Data extract:
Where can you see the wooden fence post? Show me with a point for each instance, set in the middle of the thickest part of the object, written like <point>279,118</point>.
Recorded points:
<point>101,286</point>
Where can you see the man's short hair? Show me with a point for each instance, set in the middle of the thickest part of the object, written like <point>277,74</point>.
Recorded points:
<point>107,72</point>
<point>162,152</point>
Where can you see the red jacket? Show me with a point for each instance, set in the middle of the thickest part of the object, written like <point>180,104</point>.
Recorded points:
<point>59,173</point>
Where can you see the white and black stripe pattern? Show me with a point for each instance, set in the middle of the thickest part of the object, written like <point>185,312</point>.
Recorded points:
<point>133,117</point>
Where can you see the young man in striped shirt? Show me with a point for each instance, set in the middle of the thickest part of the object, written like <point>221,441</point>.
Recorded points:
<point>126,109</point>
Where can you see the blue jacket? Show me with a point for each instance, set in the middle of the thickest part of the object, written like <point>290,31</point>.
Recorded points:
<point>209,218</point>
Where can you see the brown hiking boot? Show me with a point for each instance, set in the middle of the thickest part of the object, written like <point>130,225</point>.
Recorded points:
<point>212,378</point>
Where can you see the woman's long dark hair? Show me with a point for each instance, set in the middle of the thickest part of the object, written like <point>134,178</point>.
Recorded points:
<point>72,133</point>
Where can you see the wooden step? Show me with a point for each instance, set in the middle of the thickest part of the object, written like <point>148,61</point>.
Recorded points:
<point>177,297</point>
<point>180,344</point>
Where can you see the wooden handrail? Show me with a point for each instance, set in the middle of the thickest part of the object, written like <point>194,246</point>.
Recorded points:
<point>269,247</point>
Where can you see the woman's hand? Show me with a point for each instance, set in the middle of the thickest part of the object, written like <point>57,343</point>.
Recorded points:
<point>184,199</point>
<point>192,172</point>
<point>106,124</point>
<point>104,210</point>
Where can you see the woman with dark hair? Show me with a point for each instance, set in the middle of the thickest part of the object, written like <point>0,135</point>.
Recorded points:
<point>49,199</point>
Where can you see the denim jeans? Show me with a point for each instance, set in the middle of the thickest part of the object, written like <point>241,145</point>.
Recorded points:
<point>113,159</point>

About this exercise:
Your task is to copy every entry above, exactly as written.

Your response:
Where can you see the wooden fence post? Show me with a point for each instance, set in the middle of the thickest part of the object, written like <point>279,118</point>.
Recorded points:
<point>101,286</point>
Where can you see the man's short hair? Show me with a point for each instance, set in the middle of the thickest part of the object, written like <point>277,74</point>.
Recorded points:
<point>107,72</point>
<point>162,152</point>
Where can you see the red jacket? Show me with a point for each instance, set in the middle of the thickest part of the object, written like <point>180,104</point>.
Recorded points:
<point>59,173</point>
Where can you see the white and black stripe pattern? Show me with a point for each instance, set in the middle of the thickest part of the object, written like <point>185,312</point>.
Recorded points:
<point>133,117</point>
Where can you see the young man in striped shirt? Show me with a point for each instance, set in the middle of the thickest part of the object, written like <point>221,441</point>.
Recorded points:
<point>126,109</point>
Where can you see the blue jacket? Show me with a point for each instance, set in the middle of the thickest part of the object, written like <point>290,31</point>.
Recorded points:
<point>209,218</point>
Where can you see the brown hiking boot? Show me with a point for each instance, set in the middle of the thickest part of the object, written like <point>130,225</point>.
Recorded points:
<point>212,378</point>
Where can you see the woman's long dark hair? Show me with a point for each instance, set in the middle of the thickest part of the object, written like <point>134,178</point>.
Recorded points:
<point>72,133</point>
Where can you see the wooden step? Show me with a point for each instance, set in the middle of the thickest part of the object, written like <point>148,61</point>.
Recorded points:
<point>177,297</point>
<point>180,344</point>
Where can you see the wooden handrail? Show me with a point for each instance, set in the middle of the thickest part of the object, written like <point>194,246</point>.
Recorded points:
<point>269,247</point>
Where can you see the woman's hand? Show me with a point for each instance, set in the middle of the thickest part of the object, written like <point>57,343</point>.
Recorded points:
<point>184,199</point>
<point>192,172</point>
<point>106,124</point>
<point>104,210</point>
Where can you see the woman with dark hair? Show me with a point for each instance, set in the middle of the thickest part of the object, written like <point>0,135</point>.
Recorded points:
<point>49,199</point>
Where can you see the denim jeans? Show me with a point for each instance, set in the middle of the thickest part of the object, written like <point>241,145</point>.
Recorded points:
<point>113,159</point>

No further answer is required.